=== Raw data ===
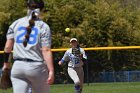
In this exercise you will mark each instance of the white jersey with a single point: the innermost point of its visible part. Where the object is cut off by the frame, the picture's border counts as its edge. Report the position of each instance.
(40, 36)
(72, 59)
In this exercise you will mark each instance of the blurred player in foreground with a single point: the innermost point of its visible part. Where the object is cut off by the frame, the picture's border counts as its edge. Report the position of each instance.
(75, 56)
(30, 39)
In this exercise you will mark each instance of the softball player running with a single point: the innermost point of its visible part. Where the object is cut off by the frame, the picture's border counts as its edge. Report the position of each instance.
(75, 56)
(30, 39)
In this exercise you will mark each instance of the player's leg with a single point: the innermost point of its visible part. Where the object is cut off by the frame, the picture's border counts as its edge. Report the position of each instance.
(38, 78)
(74, 76)
(20, 84)
(80, 73)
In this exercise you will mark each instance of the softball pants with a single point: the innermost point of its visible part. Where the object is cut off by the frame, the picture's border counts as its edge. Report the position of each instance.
(25, 74)
(77, 75)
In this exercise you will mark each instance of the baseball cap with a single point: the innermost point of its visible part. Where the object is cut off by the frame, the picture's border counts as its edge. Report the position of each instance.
(73, 39)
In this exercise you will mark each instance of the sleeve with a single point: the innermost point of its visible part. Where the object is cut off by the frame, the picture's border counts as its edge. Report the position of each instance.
(46, 37)
(10, 32)
(65, 57)
(84, 54)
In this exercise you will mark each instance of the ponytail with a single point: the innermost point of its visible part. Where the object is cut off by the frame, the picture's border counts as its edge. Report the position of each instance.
(29, 29)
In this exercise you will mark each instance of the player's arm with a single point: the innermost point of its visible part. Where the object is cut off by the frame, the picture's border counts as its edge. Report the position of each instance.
(65, 58)
(83, 54)
(47, 54)
(7, 50)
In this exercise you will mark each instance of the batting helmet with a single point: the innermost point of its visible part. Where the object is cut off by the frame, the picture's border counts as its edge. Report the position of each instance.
(33, 4)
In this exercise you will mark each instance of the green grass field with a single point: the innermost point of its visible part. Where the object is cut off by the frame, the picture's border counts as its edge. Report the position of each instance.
(127, 87)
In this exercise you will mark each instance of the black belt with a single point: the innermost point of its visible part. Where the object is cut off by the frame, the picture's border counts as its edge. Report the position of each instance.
(27, 60)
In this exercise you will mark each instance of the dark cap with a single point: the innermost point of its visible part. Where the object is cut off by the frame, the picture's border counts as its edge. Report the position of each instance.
(33, 4)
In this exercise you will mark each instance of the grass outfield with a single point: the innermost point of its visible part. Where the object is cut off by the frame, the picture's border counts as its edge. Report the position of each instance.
(127, 87)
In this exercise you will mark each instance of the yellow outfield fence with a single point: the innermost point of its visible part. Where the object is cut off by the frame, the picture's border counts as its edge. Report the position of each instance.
(97, 48)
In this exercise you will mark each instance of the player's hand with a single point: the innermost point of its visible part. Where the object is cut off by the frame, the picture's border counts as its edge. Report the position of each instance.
(50, 79)
(60, 63)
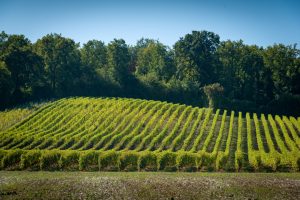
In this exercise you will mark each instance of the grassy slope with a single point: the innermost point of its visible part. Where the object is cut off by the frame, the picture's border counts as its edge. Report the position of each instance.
(85, 185)
(122, 124)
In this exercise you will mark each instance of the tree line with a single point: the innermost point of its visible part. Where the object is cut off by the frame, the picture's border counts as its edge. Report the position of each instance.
(199, 69)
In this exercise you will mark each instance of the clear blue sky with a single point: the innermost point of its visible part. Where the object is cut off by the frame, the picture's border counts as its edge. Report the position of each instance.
(258, 22)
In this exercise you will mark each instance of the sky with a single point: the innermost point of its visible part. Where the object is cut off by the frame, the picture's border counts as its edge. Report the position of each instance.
(259, 22)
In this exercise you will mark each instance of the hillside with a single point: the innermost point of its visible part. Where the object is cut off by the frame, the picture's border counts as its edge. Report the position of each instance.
(134, 134)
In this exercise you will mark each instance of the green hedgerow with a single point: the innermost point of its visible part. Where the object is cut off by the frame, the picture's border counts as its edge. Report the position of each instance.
(69, 160)
(187, 161)
(147, 161)
(11, 161)
(109, 161)
(31, 160)
(167, 161)
(88, 160)
(49, 160)
(129, 161)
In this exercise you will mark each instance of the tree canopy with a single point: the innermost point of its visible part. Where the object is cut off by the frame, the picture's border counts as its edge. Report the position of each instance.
(193, 71)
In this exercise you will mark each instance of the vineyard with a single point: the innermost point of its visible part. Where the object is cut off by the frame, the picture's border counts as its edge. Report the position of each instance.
(122, 134)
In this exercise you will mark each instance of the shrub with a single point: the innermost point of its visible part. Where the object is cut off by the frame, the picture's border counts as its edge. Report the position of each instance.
(88, 161)
(49, 160)
(31, 160)
(69, 160)
(187, 161)
(208, 161)
(2, 154)
(167, 161)
(109, 160)
(11, 161)
(147, 161)
(129, 161)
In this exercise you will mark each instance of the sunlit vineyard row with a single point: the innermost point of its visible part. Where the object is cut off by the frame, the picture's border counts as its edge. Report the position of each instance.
(134, 134)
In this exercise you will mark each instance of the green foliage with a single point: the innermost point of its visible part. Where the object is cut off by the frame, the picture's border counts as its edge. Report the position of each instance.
(30, 160)
(69, 160)
(129, 161)
(49, 160)
(148, 161)
(167, 161)
(88, 160)
(11, 160)
(187, 161)
(109, 160)
(109, 134)
(213, 93)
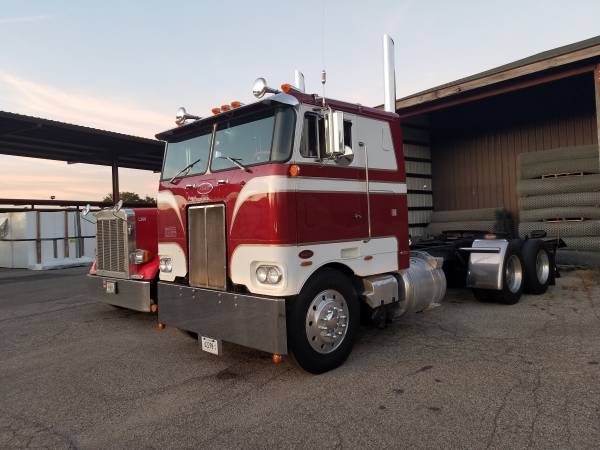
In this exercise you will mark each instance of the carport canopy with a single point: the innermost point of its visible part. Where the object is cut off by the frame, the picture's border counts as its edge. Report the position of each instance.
(34, 137)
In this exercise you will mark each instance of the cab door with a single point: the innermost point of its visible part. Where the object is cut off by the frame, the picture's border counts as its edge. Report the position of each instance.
(331, 194)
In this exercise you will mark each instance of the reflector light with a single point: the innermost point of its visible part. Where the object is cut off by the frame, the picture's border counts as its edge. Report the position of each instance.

=== Problem to solve ===
From the first line of the material to the last, retype everything exactly except the images.

=== Reply to the task ===
In this exercise you will mark each instance of the white jersey with a single point: the innermost point of its visible part. Where the object is cut off by the frame, the picture's border counts as its edge. Report the position of each instance.
(40, 36)
(72, 59)
In this exercise you will mark each instance of the blurred player in foreground with a single point: the innermost point of its visible part. Where the object is cut off by the frame, the picture's border counts as its edge. Report the position of each instance.
(75, 56)
(30, 39)
In this exercise you will mark each instance of the softball player running with a single point: the innermost point of its visible part. Where the object is cut off by the frame, the picture's border counts as its edge. Report the position of each instance.
(75, 56)
(30, 39)
In this exercise you will mark each instance of the player's leg with a single point: the innermost point of its visible part. Where the object is cut off by the frame, the picture's border counts as its edge. Report the position of each instance.
(38, 78)
(74, 76)
(20, 84)
(80, 73)
In this exercise you will mark each instance of the softball pants with a single point: the innermost point of its visible part. Where the object is cut off by the frame, the picture's border counts as its edge. Report the position of each instance.
(25, 74)
(77, 75)
In this exercise you will mark each instance of the baseball cap with a single point: the innermost point of its visible part. Where the object is cut off by the frame, the picture's border counts as its edge. Report the position of each instance.
(73, 39)
In this exercise you will mark each instance of the sleeve with a single point: the innermost point of its visible part. Where the object is cut off by the frame, the picture's border counts as its edge. Report the position of each instance.
(46, 37)
(10, 32)
(65, 57)
(84, 54)
In this exercise you will mark each instance of the ponytail with a single point: the innermost point of its visible part. Where the object is cut off by the frame, the picture's border counts as its edge. Report the position of each instance.
(29, 29)
In this exercise you will mark each instance of the player's arm with a single point: the innermost point of its visible part. Where the object is cut off by the frame, the picture's border counts as its edge. Report the position of each instance.
(65, 58)
(83, 54)
(47, 54)
(7, 50)
In this exercise you will mark each instance of the batting helmet with a single point: the innermost point of its visible part. Where the object is cut off by the frame, the picture's border counts as its edge. Report the position of each instance.
(33, 4)
In this exercise you will mark each instance of the green grass field with a single point: the innermost point of its visible part. Where the object is cut off by the frame, the picture's border counts as its edge. Report the position of each instance.
(127, 87)
In this exercise you will mark each instance of the black belt with a single point: the innermost point of its visible part. Where the object is cut off by the frame, the picture's border counts as its edge. Report the position of each instance.
(27, 60)
In this exercise you will mark each instance of the dark cap with a single point: the innermost point of its visible part. Where the object is cut off by the frame, the picture's border counts as its edge. Report the position of each instance.
(33, 4)
In this exercise you will mark each instance of the grass outfield with a single point: the innermost point of its visible part. Where the object is cut off by the frame, the picture's border counts as its edge. Report the position of each instance.
(127, 87)
In this exercise you will mark each instance of the yellow outfield fence with a single point: the innermost point of its visible part. Where the object is cut off by the frame, the picture's border counts as its edge. Report the position of each instance.
(97, 48)
In this exercise you will mark each instance of the player's hand with a single point: the innermost point of its visible part. Where the object is cut off by the frame, the picture's border counts as its edge. Report the position of each instance.
(50, 79)
(60, 63)
In this exercise you will mark each instance of the grassy slope with a single point: the innermost point of its visible part. Where the object is cut off by the frame, the picture's border counts as its edge. Report the position of each instance.
(85, 185)
(122, 124)
In this exercise you will mark each instance of the tree line with a single point: the innermost point of its visible part. Where the object is cut off by the frame, the picture's border counts as its edge. Report the position of each instance.
(199, 69)
In this exercise you will mark each instance of the clear blue sky with a single point: the innermost point of its visible part. Where the object is cut off by the frame, the picture's border counts as its edge. Report the position of each instance.
(258, 22)
In this exercise you will mark each instance of the sky with a single point: the innermost point of its visible part. Where the object is cut off by the frame, the picture's border counts as its edge. Report the position of each instance.
(259, 22)
In this exercise you will mark each instance of the hillside with a single point: the innermost point of its visible part. Where the object is cut off by the frame, the picture's border counts as its edge. Report the position of each instance.
(134, 134)
In this exercise you will mark each instance of the green hedgerow with a single point: the innermost point of its visible part. Where the object is cut off by the frame, the picture's border counts as its edge. Report the position of each instance.
(69, 160)
(187, 161)
(147, 161)
(11, 161)
(109, 161)
(31, 160)
(167, 161)
(88, 160)
(49, 160)
(129, 161)
In this exercise you will mark each instance of the tree canopy with a single point: the innermost point of its visible part. Where the object is cut off by the frame, the picture's border counts as its edge. Report the position of each instance.
(193, 71)
In this exercise you will mark each instance of the vineyard with a single point: the innermost point of its visible part. Where the object is cut off by the frame, the picture's border counts as its edge. Report the position of each instance.
(122, 134)
In this exercise you will mark each instance of the shrub with a single point: the innermost point of its visible part. Where the object is cut off by the frame, the picture's border counts as its edge. Report the position of each instance.
(88, 161)
(49, 160)
(31, 160)
(69, 160)
(187, 161)
(208, 161)
(2, 154)
(167, 161)
(109, 160)
(11, 161)
(147, 161)
(129, 161)
In this exercise you will mark each instance of the sunlit vineyard row with a single point: the innermost point of its visible part. Where the object is cut off by the frame, the picture's border counts as its edge. Report the position of each instance.
(134, 134)
In this exercise you will mark each instance of the green foliage with a single point: the innermost point of its visible part. Where the object is cut off by the frame, the picture's border counts as its edge. Report the position of each instance.
(30, 160)
(69, 160)
(129, 161)
(49, 160)
(148, 161)
(167, 161)
(88, 160)
(11, 160)
(187, 161)
(109, 160)
(109, 134)
(213, 93)
In this exercise you will mark each instance of the carport canopy with a single point: the innermost point of its visible part. Where the object is cut off by the frame, the picture's border counts as its edge. Report the position of each instance.
(34, 137)
In this exercise you will mark each instance of the cab door with a single point: the innermost point of its visible part. Where the object is cut off by the frame, the picture's border counts as its edge. Report the position of each instance.
(331, 194)
In this exercise you will mark each instance of the reflector light with a single point: the innermost point of its visible part. Where the object is cut off by the frame, the picture's border counts as its edge. Report the position of each instance.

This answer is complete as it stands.